_Task_. Retype the lines below exactly. Begin with the first line and stop after the line that contains "x=541, y=521", including both, and leave the pictures out.

_Excerpted records_.
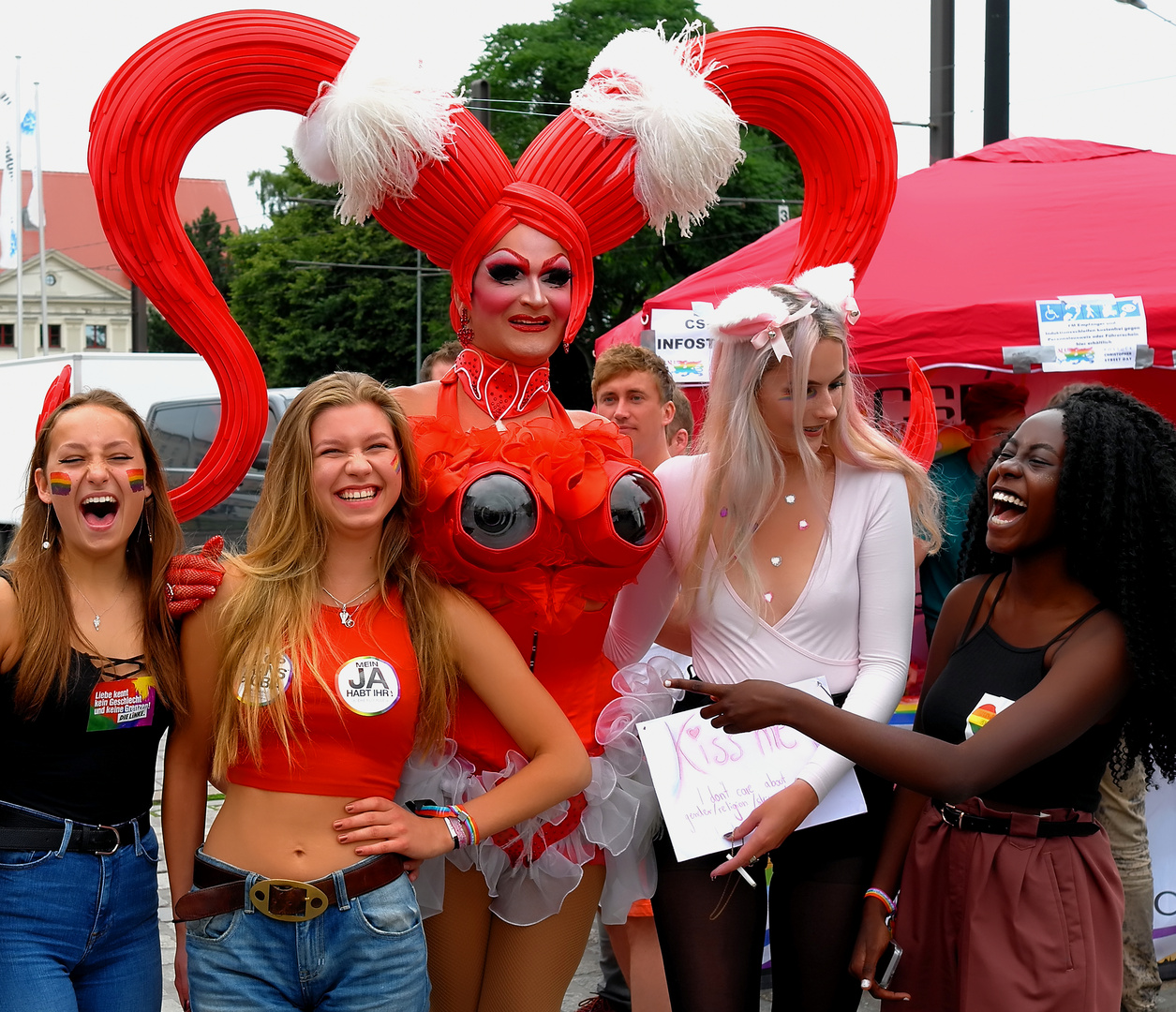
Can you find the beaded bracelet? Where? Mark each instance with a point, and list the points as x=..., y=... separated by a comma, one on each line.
x=881, y=897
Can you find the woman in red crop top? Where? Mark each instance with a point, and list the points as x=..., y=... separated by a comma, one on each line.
x=1010, y=898
x=90, y=678
x=330, y=652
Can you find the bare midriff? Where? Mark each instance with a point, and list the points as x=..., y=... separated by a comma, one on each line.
x=280, y=835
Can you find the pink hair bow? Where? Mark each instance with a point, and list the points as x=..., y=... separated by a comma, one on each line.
x=833, y=286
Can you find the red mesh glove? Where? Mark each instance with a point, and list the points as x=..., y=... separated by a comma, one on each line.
x=194, y=578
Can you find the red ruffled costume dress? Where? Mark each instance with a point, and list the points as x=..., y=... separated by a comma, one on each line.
x=541, y=521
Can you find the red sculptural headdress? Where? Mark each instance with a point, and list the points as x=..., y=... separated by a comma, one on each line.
x=589, y=180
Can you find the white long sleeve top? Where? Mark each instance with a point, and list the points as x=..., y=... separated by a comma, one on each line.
x=852, y=622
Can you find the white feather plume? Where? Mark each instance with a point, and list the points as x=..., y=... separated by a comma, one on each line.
x=653, y=88
x=743, y=305
x=372, y=132
x=833, y=286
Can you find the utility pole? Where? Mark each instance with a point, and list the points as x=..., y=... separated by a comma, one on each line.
x=942, y=80
x=138, y=319
x=480, y=101
x=996, y=70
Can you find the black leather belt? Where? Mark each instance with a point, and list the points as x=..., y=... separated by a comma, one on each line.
x=24, y=831
x=220, y=891
x=960, y=819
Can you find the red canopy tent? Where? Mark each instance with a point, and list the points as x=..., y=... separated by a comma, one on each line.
x=973, y=243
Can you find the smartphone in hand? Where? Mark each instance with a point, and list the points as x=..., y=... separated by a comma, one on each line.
x=886, y=964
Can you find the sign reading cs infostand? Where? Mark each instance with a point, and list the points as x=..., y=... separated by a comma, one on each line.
x=681, y=337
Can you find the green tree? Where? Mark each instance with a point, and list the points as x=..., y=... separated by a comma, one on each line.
x=533, y=68
x=212, y=245
x=314, y=295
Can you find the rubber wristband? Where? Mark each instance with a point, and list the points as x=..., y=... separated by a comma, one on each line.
x=881, y=897
x=453, y=831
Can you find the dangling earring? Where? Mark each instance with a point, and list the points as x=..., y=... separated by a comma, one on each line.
x=465, y=333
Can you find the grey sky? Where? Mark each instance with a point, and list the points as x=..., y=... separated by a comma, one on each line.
x=1096, y=69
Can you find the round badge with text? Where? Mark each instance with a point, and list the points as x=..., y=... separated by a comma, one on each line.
x=263, y=696
x=368, y=685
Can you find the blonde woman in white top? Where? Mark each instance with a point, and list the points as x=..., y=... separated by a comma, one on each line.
x=792, y=537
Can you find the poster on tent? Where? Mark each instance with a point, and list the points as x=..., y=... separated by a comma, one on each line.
x=682, y=340
x=1092, y=332
x=1161, y=831
x=708, y=781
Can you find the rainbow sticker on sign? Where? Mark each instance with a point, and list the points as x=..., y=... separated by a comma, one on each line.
x=988, y=707
x=123, y=703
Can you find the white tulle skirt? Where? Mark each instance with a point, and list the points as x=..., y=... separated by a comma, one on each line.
x=529, y=878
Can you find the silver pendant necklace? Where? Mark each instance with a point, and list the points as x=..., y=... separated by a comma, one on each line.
x=345, y=616
x=97, y=615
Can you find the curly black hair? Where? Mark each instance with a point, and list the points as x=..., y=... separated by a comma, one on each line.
x=1116, y=511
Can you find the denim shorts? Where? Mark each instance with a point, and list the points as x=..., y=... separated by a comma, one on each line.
x=364, y=955
x=80, y=930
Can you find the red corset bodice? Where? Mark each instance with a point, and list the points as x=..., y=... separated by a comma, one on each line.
x=543, y=523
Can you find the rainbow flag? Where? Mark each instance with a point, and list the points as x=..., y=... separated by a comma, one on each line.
x=904, y=715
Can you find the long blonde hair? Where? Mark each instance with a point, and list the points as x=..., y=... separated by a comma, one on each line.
x=275, y=610
x=42, y=597
x=745, y=471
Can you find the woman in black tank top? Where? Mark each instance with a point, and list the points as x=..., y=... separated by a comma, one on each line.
x=90, y=680
x=1010, y=898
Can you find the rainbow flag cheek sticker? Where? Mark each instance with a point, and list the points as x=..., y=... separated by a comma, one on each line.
x=988, y=707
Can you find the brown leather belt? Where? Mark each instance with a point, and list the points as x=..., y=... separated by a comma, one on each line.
x=221, y=891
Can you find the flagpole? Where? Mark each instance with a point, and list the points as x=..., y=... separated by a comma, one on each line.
x=40, y=214
x=20, y=227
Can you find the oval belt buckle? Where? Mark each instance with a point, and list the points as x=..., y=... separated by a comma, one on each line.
x=286, y=900
x=118, y=841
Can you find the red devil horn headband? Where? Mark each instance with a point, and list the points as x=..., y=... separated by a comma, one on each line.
x=180, y=86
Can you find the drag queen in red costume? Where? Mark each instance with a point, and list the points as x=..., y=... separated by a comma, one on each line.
x=547, y=543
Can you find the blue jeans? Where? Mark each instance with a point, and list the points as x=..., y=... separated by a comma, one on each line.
x=364, y=955
x=79, y=931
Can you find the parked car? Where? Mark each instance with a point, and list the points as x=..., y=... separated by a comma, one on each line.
x=183, y=433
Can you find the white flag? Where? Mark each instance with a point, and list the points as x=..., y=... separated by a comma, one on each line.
x=35, y=214
x=9, y=187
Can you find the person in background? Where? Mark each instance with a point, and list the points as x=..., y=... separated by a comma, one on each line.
x=680, y=430
x=439, y=362
x=990, y=410
x=632, y=387
x=1122, y=813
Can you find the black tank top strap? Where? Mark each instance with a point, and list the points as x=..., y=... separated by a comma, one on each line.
x=1069, y=629
x=975, y=609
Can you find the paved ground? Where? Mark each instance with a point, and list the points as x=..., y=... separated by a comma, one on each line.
x=582, y=984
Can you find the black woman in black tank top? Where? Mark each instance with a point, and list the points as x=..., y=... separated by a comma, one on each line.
x=1010, y=898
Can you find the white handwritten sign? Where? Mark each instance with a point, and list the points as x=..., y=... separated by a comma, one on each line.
x=708, y=781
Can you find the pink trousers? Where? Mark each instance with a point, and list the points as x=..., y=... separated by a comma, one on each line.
x=1015, y=923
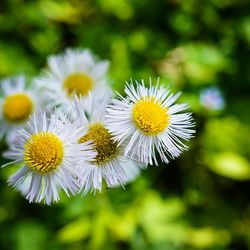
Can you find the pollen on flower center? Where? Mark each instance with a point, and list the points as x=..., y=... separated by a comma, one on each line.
x=78, y=83
x=43, y=152
x=103, y=143
x=17, y=108
x=150, y=117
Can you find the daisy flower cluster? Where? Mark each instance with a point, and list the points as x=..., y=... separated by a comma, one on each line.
x=67, y=131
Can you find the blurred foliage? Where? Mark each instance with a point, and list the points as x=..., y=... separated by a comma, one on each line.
x=199, y=201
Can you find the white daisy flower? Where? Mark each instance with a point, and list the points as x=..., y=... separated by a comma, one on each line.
x=17, y=103
x=109, y=164
x=76, y=72
x=50, y=158
x=150, y=123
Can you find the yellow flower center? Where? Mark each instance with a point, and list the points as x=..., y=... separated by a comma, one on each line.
x=79, y=84
x=102, y=140
x=150, y=117
x=43, y=152
x=17, y=108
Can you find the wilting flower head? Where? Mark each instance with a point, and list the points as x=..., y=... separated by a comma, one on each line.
x=17, y=103
x=149, y=122
x=75, y=72
x=109, y=165
x=50, y=158
x=212, y=99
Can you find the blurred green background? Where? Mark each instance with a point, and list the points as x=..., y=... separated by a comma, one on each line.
x=199, y=201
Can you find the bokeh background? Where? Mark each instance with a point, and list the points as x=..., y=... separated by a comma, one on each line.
x=199, y=201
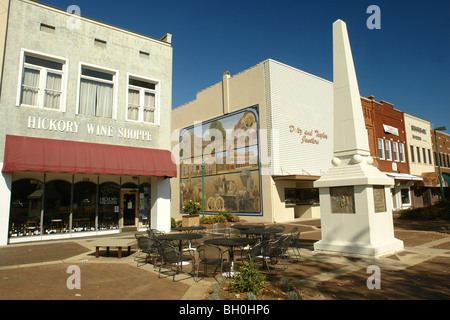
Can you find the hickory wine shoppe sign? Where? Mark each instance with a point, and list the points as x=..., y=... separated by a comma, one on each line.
x=76, y=127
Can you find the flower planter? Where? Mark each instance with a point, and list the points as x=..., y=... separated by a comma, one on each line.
x=190, y=220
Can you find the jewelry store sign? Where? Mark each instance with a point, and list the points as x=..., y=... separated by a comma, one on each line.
x=76, y=127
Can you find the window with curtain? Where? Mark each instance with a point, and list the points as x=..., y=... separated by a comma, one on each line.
x=395, y=149
x=141, y=100
x=381, y=148
x=42, y=83
x=96, y=93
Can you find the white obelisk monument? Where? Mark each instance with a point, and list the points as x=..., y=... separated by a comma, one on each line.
x=355, y=200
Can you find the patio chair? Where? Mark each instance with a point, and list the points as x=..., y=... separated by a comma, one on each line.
x=146, y=249
x=270, y=251
x=218, y=229
x=170, y=256
x=280, y=228
x=209, y=256
x=294, y=242
x=154, y=233
x=234, y=233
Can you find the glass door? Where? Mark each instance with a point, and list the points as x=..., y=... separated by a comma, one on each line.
x=129, y=207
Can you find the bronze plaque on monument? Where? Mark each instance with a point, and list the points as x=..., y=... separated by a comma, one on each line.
x=342, y=200
x=379, y=198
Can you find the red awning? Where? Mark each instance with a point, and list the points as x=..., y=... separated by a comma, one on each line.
x=48, y=155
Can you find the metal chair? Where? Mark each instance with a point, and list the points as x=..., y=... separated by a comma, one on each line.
x=294, y=242
x=270, y=251
x=218, y=229
x=171, y=256
x=146, y=249
x=209, y=256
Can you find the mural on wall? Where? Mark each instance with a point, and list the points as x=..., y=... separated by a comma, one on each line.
x=228, y=147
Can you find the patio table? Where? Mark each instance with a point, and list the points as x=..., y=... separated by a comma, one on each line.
x=247, y=226
x=111, y=242
x=190, y=229
x=262, y=232
x=180, y=237
x=231, y=243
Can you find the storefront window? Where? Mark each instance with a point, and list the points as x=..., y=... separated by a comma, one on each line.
x=109, y=206
x=84, y=203
x=26, y=206
x=405, y=196
x=57, y=207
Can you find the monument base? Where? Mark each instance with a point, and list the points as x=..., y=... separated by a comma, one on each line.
x=366, y=250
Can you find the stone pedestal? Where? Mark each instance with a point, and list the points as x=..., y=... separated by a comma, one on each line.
x=355, y=201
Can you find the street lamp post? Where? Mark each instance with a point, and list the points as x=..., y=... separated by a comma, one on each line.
x=439, y=160
x=203, y=190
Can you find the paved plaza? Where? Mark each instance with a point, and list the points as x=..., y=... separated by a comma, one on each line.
x=38, y=271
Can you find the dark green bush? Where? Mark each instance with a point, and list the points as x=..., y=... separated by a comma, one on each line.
x=249, y=279
x=440, y=210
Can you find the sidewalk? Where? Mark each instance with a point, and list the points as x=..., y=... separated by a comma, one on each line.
x=39, y=271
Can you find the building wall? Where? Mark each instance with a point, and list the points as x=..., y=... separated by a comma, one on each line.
x=443, y=141
x=42, y=32
x=28, y=31
x=232, y=94
x=295, y=113
x=301, y=109
x=419, y=142
x=386, y=123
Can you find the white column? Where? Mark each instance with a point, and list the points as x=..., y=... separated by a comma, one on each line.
x=351, y=224
x=5, y=202
x=160, y=214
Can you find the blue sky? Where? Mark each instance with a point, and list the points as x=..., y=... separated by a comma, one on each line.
x=406, y=62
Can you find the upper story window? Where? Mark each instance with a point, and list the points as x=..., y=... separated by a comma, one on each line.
x=42, y=82
x=388, y=150
x=402, y=152
x=381, y=148
x=142, y=100
x=395, y=150
x=97, y=92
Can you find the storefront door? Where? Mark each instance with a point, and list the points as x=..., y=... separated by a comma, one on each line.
x=129, y=207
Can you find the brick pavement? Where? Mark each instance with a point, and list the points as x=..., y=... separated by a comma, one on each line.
x=38, y=271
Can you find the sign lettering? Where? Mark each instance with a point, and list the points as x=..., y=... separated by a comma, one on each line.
x=75, y=127
x=308, y=136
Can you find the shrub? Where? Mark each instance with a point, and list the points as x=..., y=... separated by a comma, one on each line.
x=251, y=296
x=221, y=217
x=249, y=279
x=192, y=208
x=440, y=210
x=174, y=223
x=292, y=295
x=214, y=296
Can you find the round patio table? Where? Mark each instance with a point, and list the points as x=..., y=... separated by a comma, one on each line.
x=231, y=243
x=247, y=226
x=190, y=229
x=180, y=237
x=264, y=233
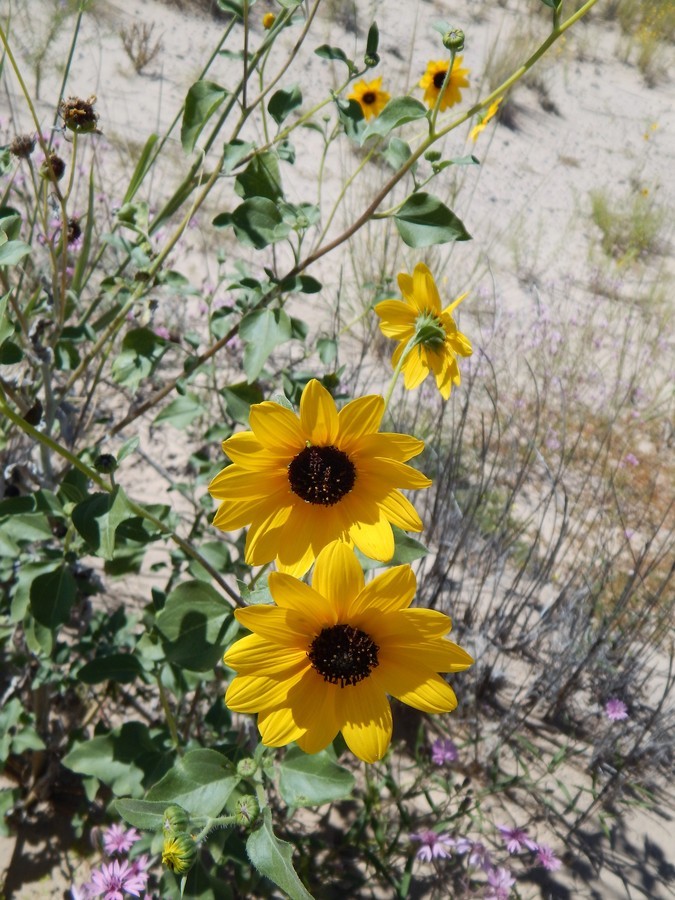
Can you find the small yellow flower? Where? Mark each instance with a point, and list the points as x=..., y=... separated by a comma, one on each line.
x=326, y=658
x=420, y=314
x=482, y=122
x=370, y=97
x=303, y=481
x=432, y=82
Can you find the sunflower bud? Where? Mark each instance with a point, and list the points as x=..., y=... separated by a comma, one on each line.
x=175, y=820
x=246, y=809
x=454, y=40
x=247, y=767
x=105, y=463
x=53, y=168
x=22, y=146
x=179, y=852
x=79, y=115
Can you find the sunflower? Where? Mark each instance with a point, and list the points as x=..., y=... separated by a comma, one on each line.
x=370, y=97
x=420, y=319
x=301, y=483
x=433, y=78
x=325, y=657
x=482, y=122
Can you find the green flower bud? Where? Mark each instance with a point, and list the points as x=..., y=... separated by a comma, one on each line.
x=247, y=767
x=246, y=809
x=105, y=463
x=179, y=852
x=175, y=820
x=454, y=40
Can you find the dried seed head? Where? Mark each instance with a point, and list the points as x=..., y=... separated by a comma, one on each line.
x=22, y=146
x=79, y=115
x=53, y=168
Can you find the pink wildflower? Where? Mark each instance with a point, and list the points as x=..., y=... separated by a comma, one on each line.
x=547, y=858
x=433, y=846
x=111, y=880
x=118, y=840
x=443, y=752
x=516, y=839
x=616, y=710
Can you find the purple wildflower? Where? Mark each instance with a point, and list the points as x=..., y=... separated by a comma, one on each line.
x=500, y=882
x=433, y=846
x=547, y=858
x=111, y=880
x=117, y=840
x=616, y=710
x=516, y=839
x=443, y=751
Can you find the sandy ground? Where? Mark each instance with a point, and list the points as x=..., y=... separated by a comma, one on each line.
x=588, y=122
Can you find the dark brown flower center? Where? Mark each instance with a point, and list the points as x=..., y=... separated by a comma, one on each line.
x=343, y=655
x=321, y=475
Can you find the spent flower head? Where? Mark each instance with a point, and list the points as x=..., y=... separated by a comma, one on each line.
x=616, y=710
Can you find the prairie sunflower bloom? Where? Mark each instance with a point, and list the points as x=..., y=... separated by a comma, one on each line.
x=325, y=657
x=370, y=97
x=301, y=483
x=480, y=125
x=419, y=318
x=432, y=82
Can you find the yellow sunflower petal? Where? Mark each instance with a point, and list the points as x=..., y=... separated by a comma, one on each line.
x=397, y=319
x=392, y=590
x=277, y=727
x=254, y=655
x=375, y=540
x=318, y=414
x=265, y=535
x=365, y=714
x=359, y=418
x=278, y=429
x=251, y=693
x=338, y=576
x=420, y=688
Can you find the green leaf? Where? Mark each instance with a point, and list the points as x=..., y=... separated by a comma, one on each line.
x=327, y=52
x=142, y=167
x=272, y=858
x=6, y=326
x=234, y=152
x=12, y=252
x=98, y=517
x=261, y=331
x=310, y=780
x=396, y=113
x=52, y=596
x=203, y=99
x=193, y=625
x=181, y=412
x=423, y=220
x=145, y=814
x=260, y=178
x=200, y=782
x=121, y=667
x=256, y=223
x=283, y=102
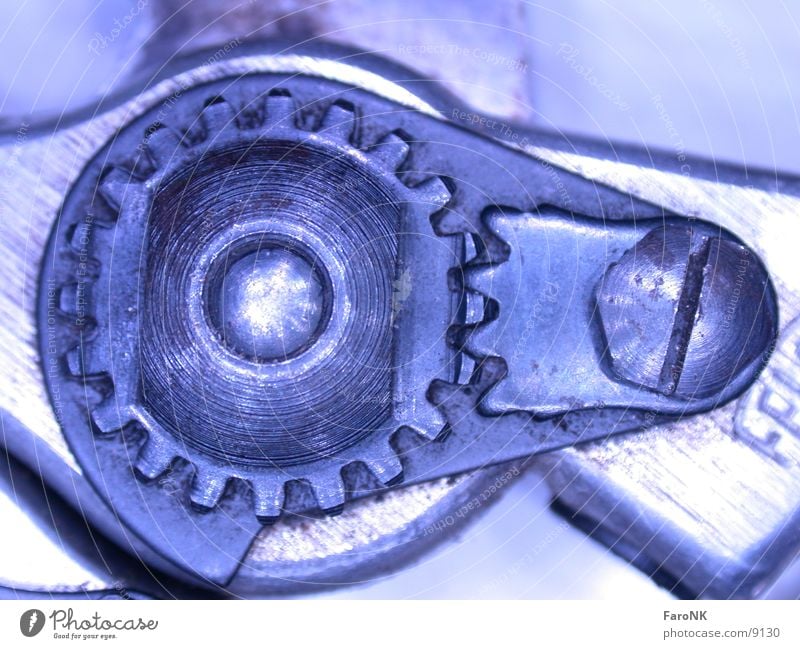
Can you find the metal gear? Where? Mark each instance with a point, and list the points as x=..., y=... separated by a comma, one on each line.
x=678, y=321
x=256, y=296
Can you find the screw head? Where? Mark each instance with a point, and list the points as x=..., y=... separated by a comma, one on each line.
x=683, y=313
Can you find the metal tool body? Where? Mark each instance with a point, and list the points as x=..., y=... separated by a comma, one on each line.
x=522, y=191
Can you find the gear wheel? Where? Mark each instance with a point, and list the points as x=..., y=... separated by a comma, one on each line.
x=261, y=295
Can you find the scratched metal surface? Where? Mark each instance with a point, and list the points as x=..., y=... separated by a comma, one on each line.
x=680, y=486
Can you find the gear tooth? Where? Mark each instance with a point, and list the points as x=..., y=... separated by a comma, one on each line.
x=281, y=109
x=163, y=145
x=391, y=152
x=329, y=492
x=68, y=299
x=480, y=278
x=268, y=500
x=218, y=115
x=154, y=458
x=115, y=186
x=432, y=192
x=387, y=468
x=111, y=416
x=82, y=362
x=206, y=490
x=481, y=342
x=339, y=122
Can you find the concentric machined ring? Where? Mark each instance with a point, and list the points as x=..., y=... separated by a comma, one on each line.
x=247, y=299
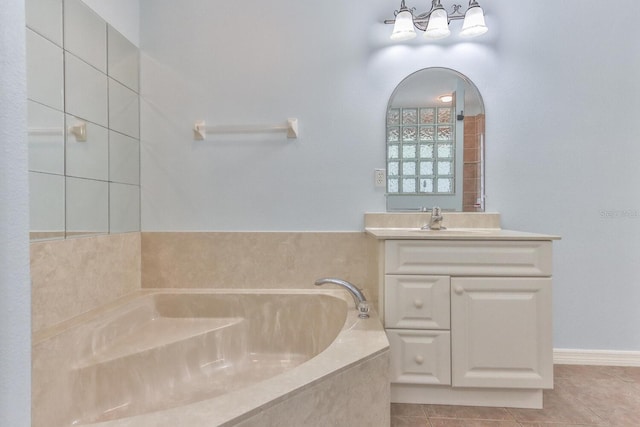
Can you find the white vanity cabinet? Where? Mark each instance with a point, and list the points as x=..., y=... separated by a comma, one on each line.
x=468, y=318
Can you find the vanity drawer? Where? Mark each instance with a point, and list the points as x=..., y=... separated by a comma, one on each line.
x=417, y=302
x=420, y=357
x=469, y=257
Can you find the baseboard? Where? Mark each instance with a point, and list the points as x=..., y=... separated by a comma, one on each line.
x=562, y=356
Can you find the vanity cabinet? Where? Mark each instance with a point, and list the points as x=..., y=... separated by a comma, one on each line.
x=468, y=320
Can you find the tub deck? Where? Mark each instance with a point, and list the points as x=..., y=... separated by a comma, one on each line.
x=200, y=358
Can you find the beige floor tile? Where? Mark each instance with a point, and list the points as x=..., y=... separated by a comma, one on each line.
x=583, y=396
x=409, y=422
x=467, y=412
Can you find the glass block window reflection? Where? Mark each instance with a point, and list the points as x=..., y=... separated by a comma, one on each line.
x=421, y=150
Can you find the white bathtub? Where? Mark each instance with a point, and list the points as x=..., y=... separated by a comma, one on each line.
x=214, y=357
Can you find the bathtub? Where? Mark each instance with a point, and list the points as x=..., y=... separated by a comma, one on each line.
x=214, y=358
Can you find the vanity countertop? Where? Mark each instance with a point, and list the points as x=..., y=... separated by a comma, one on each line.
x=387, y=233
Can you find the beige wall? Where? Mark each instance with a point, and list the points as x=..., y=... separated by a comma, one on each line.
x=73, y=276
x=258, y=259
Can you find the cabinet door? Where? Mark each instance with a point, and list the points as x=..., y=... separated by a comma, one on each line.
x=420, y=357
x=501, y=332
x=416, y=302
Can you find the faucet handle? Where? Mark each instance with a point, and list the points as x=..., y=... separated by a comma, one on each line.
x=363, y=309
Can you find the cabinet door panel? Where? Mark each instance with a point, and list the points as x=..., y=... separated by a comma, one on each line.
x=501, y=332
x=420, y=357
x=417, y=302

_Worked answer_.
Can you find the beaded bracelet? Where? Mark each instance with a point, and list the points as x=..., y=... separated by a comma, one on each line.
x=881, y=897
Can you find the woman in red crop top? Where? Mark each instance with a point, and list the points as x=..., y=... separated by a comma, one on each line.
x=1010, y=898
x=90, y=678
x=330, y=652
Can you find the bare midriff? Where? Mark each instance with a point, and list the points as x=..., y=... separated by a comma, one on each line.
x=280, y=835
Can you find the pink hair bow? Where? Mark each instance with a point, and list the points as x=..., y=... separated by a comma, one on each line.
x=833, y=286
Can you find the red mesh glove? Where? Mark each instance with a point, and list the points as x=..., y=... separated by a comma, one on each line.
x=194, y=578
Can you find the red ruffled costume dress? Where? Mark each instance with a point, and list the points as x=..., y=... separated by a comma, one on each line.
x=541, y=521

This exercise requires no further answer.